§ DATASET RECORDS
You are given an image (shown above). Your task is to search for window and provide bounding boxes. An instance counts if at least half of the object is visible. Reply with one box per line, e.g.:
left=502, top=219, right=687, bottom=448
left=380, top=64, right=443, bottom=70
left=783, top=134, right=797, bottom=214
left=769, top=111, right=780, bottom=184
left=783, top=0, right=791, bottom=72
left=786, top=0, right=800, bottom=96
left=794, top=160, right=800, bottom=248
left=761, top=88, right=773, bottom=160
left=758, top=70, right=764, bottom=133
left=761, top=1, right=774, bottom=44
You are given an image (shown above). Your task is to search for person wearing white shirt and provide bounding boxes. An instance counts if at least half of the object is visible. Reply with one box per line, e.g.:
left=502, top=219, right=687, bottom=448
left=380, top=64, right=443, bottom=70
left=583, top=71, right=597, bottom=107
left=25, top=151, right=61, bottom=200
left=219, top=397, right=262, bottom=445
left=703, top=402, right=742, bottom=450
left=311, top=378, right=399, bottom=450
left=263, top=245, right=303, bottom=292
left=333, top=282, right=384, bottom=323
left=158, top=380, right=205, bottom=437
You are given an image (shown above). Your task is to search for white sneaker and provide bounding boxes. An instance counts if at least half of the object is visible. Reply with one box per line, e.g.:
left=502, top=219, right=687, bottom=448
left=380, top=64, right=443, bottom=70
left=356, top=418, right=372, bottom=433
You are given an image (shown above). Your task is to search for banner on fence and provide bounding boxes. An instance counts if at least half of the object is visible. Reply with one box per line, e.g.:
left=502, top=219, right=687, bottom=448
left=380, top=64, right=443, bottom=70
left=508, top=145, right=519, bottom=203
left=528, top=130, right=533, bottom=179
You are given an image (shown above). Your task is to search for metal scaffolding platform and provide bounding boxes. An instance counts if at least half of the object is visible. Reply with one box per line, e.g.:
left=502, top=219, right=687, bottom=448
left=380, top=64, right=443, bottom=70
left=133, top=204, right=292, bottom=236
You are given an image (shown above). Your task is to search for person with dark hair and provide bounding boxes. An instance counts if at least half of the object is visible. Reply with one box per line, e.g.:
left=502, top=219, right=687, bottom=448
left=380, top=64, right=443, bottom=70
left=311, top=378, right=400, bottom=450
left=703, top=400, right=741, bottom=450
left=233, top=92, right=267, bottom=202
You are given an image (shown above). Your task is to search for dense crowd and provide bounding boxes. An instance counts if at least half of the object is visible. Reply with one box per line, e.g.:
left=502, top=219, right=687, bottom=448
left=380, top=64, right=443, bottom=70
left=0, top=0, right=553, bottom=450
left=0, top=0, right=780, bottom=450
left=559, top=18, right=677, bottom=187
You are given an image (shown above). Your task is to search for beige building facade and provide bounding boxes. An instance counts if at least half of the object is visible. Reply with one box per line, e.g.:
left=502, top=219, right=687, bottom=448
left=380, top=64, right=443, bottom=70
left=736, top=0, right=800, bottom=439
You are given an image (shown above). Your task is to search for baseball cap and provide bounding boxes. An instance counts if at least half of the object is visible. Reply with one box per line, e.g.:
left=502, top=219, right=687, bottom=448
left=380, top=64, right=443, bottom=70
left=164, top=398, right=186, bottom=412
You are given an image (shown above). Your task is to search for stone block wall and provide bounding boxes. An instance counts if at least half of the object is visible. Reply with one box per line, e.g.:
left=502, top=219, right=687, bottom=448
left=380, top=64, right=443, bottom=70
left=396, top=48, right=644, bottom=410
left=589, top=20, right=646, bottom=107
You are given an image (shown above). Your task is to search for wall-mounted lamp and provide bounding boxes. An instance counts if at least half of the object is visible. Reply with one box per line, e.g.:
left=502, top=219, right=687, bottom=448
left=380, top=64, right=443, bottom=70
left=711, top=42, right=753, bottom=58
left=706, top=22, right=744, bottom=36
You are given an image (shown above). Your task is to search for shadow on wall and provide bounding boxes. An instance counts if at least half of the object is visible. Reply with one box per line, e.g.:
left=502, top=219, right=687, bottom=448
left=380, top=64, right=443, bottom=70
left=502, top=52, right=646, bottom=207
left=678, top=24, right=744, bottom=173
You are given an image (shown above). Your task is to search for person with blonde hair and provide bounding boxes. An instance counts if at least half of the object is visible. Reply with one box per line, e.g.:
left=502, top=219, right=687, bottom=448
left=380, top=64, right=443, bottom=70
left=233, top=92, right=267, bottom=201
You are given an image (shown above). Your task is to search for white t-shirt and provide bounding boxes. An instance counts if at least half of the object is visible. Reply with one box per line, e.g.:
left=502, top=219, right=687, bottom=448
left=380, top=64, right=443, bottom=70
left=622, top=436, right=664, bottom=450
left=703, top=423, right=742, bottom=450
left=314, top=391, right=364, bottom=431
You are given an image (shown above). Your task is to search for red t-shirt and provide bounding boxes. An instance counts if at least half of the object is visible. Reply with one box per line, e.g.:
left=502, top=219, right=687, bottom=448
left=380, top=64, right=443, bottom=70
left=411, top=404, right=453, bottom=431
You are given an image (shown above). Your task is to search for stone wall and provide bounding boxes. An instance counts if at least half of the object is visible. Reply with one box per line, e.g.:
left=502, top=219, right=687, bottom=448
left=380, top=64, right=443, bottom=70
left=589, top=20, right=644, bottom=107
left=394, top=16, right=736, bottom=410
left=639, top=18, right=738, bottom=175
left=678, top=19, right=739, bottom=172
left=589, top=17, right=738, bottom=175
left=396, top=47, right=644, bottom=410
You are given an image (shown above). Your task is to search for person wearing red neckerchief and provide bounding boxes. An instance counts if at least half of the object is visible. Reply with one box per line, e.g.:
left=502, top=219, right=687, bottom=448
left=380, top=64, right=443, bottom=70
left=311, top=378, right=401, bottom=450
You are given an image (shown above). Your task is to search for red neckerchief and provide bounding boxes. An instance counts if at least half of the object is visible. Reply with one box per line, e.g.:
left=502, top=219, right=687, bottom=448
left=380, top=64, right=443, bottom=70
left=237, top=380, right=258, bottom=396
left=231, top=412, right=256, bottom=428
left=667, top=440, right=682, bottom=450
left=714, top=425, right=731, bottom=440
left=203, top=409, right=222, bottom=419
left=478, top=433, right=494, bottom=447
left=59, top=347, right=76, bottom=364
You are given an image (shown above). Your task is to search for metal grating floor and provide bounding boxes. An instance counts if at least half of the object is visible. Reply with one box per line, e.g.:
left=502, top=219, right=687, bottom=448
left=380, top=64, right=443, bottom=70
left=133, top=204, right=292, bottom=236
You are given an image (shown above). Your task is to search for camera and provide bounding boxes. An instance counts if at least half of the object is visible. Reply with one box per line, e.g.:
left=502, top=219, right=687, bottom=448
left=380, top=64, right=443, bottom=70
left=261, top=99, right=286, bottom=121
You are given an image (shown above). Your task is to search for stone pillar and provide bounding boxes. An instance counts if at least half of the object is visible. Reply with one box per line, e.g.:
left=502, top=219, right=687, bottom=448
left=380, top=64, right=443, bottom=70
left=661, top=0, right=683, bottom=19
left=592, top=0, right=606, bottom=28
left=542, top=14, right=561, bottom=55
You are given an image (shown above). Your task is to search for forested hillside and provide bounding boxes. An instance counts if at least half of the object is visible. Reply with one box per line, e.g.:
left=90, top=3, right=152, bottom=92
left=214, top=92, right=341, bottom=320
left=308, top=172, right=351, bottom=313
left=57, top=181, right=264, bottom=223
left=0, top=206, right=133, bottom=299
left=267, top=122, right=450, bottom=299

§ TASK DIRECTIONS
Reproduce every item above verbatim, line for line.

§ TASK ANSWER
You are given an image (shown above). Your task is to search for window and provide bounding boxes. An instance counts if at least half of the object is visible. Reply with one box per line, e.g.:
left=502, top=219, right=687, bottom=448
left=380, top=64, right=443, bottom=70
left=783, top=134, right=797, bottom=214
left=769, top=111, right=780, bottom=184
left=783, top=0, right=791, bottom=72
left=786, top=0, right=800, bottom=96
left=794, top=160, right=800, bottom=248
left=761, top=88, right=773, bottom=160
left=758, top=70, right=764, bottom=133
left=761, top=1, right=774, bottom=44
You are given an image (shown above). Your task is to search for person wearing white shirt and provide bounding boxes. An instance counts if at least half of the object is visible. Reply with one box per line, e.g.:
left=502, top=219, right=687, bottom=448
left=380, top=64, right=443, bottom=70
left=583, top=71, right=597, bottom=107
left=25, top=151, right=61, bottom=200
left=219, top=397, right=262, bottom=445
left=703, top=402, right=742, bottom=450
left=311, top=378, right=399, bottom=450
left=263, top=245, right=303, bottom=292
left=333, top=282, right=384, bottom=323
left=158, top=380, right=205, bottom=437
You are given an image (shown above). Your task is to search for white sneaker and provide bounding boxes. An instance counts if at least half of the object is visible. Reply with one box per line, e.g.:
left=502, top=219, right=687, bottom=448
left=380, top=64, right=443, bottom=70
left=356, top=418, right=372, bottom=433
You are given an image (shown above). Your task is to search for banner on fence and provide bounding boxes. An instance counts if at least half of the object is visible. Reply with one box per line, e.g.:
left=502, top=219, right=687, bottom=448
left=380, top=64, right=443, bottom=70
left=508, top=145, right=519, bottom=203
left=528, top=130, right=533, bottom=179
You are given an image (shown above). Your task is to search for metal scaffolding platform and provide bounding boxes. An instance counts if at least half of the object is visible. Reply with one box per line, e.g.:
left=502, top=219, right=687, bottom=448
left=380, top=64, right=443, bottom=70
left=133, top=204, right=292, bottom=236
You are given an image (shown above). Your task is to search for person with dark hair and provide bounding boxes. An instance counts if at least half of the object is visible. Reply with one box per line, e.g.:
left=502, top=219, right=687, bottom=448
left=380, top=64, right=443, bottom=70
left=311, top=378, right=400, bottom=450
left=703, top=400, right=741, bottom=450
left=233, top=92, right=267, bottom=202
You are given an image (shown above). Your task is to search for dense crowd and provide bounding boxes. An instance counts if at least half of the object is visible. Reply with one box per line, e.g.:
left=502, top=219, right=687, bottom=448
left=380, top=64, right=443, bottom=70
left=0, top=0, right=553, bottom=450
left=0, top=0, right=780, bottom=450
left=559, top=18, right=677, bottom=187
You are given an image (shown above). Your task is to search for beige building facade and provide bounding boxes. An instance counts if at least half of the object is visible. Reply with one box per line, e.g.:
left=502, top=219, right=687, bottom=448
left=380, top=64, right=443, bottom=70
left=736, top=0, right=800, bottom=439
You are given an image (shown above). Your task is to search for baseball cap and provide bounding boxes. An instance counts if at least half of the object is visible. Reply with one box per line, e.g.:
left=502, top=219, right=687, bottom=448
left=380, top=64, right=443, bottom=70
left=164, top=398, right=186, bottom=412
You are given an image (shown above). Your task is to search for stone block wall and provide bounding boxes. An instance counts if at least half of the object is visible. Reply with one box per line, e.g.:
left=502, top=219, right=687, bottom=448
left=380, top=64, right=443, bottom=70
left=396, top=48, right=644, bottom=410
left=589, top=20, right=646, bottom=107
You are given an image (shown above). Your task is to search for wall-mounted lamp and provide bounding boxes. An instance counts if at least half of the object is visible. Reply with one box per line, e.g.:
left=502, top=219, right=687, bottom=448
left=380, top=64, right=443, bottom=70
left=711, top=42, right=753, bottom=58
left=706, top=22, right=744, bottom=36
You are given an image (shown above). Your task is to search for shadow on wall and provide bounding boxes. An instance counts if at least half of the object is visible. Reply with one box per line, e.g.:
left=502, top=219, right=687, bottom=448
left=380, top=64, right=443, bottom=70
left=502, top=52, right=646, bottom=207
left=678, top=24, right=744, bottom=173
You are given an image (shown above). Your task is to search for person with blonde hair and provide bounding boxes. An instance counts if at least half of the object is visible. Reply with one box per line, e.g.:
left=502, top=219, right=687, bottom=448
left=380, top=64, right=443, bottom=70
left=233, top=92, right=267, bottom=201
You are given an image (shown above). Your task is to search for white t-shirt and provide bounding boxes. An instance counts if at least half of the object is visible. Reply with one box per line, e.g.:
left=502, top=219, right=687, bottom=448
left=380, top=64, right=443, bottom=70
left=622, top=436, right=664, bottom=450
left=703, top=423, right=742, bottom=450
left=314, top=391, right=364, bottom=431
You are given an image (shown above). Your task is to search for red t-shirt and provide bounding boxes. An instance counts if at least half of the object is visible. Reply with one box per line, e.g.:
left=502, top=219, right=687, bottom=448
left=380, top=64, right=443, bottom=70
left=411, top=404, right=453, bottom=431
You are given an image (shown above). Your task is to search for stone wall and provide bounding boxes. An instance counts if at least half of the object is visible. Reply with one box per line, e.g.:
left=502, top=219, right=687, bottom=448
left=380, top=64, right=443, bottom=70
left=589, top=20, right=644, bottom=107
left=394, top=16, right=736, bottom=410
left=639, top=18, right=738, bottom=175
left=678, top=19, right=739, bottom=172
left=589, top=17, right=738, bottom=175
left=396, top=47, right=644, bottom=410
You are given an image (shown above). Your task is to search for person wearing red neckerchief and provide bounding boxes. An instance counts if at least half of the object is visible. Reply with one box per line, e.g.:
left=502, top=219, right=687, bottom=448
left=380, top=64, right=443, bottom=70
left=311, top=378, right=401, bottom=450
You are given an image (shown above). Your task is to search for red neckerchief and provide bounding boxes. An instance counts if at least half of the object is visible. Reply with one box per line, e.g.:
left=502, top=219, right=687, bottom=448
left=380, top=64, right=443, bottom=70
left=237, top=380, right=258, bottom=396
left=231, top=412, right=256, bottom=428
left=667, top=440, right=682, bottom=450
left=714, top=425, right=731, bottom=440
left=203, top=409, right=222, bottom=419
left=478, top=433, right=494, bottom=447
left=59, top=347, right=76, bottom=364
You are given an image (shown above). Your task is to search for metal grating floor and provide bounding boxes. An instance counts if at least half of the object is visible. Reply with one box per line, e.g.:
left=502, top=219, right=687, bottom=448
left=380, top=64, right=443, bottom=70
left=133, top=204, right=292, bottom=236
You are given an image (shown above). Your task is to search for camera and provide bounding boxes. An instance counts if at least half of the object is visible. Reply with one box per line, e.g.:
left=502, top=219, right=687, bottom=448
left=380, top=64, right=443, bottom=70
left=261, top=99, right=286, bottom=121
You are given an image (shown above). Your task is to search for stone pillar and provide bounding boxes. An instance counts if at least half of the object is visible. Reply with one box per line, e.g.:
left=502, top=219, right=687, bottom=448
left=380, top=64, right=443, bottom=70
left=661, top=0, right=683, bottom=19
left=592, top=0, right=606, bottom=28
left=542, top=14, right=561, bottom=55
You are given an image (shown above). Your task is to search for forested hillside and provide bounding boxes. An instance counts if at least half of the object is visible. Reply with one box per line, e.g.:
left=90, top=3, right=152, bottom=92
left=214, top=92, right=341, bottom=320
left=308, top=172, right=351, bottom=313
left=57, top=181, right=264, bottom=223
left=0, top=206, right=133, bottom=299
left=267, top=122, right=450, bottom=299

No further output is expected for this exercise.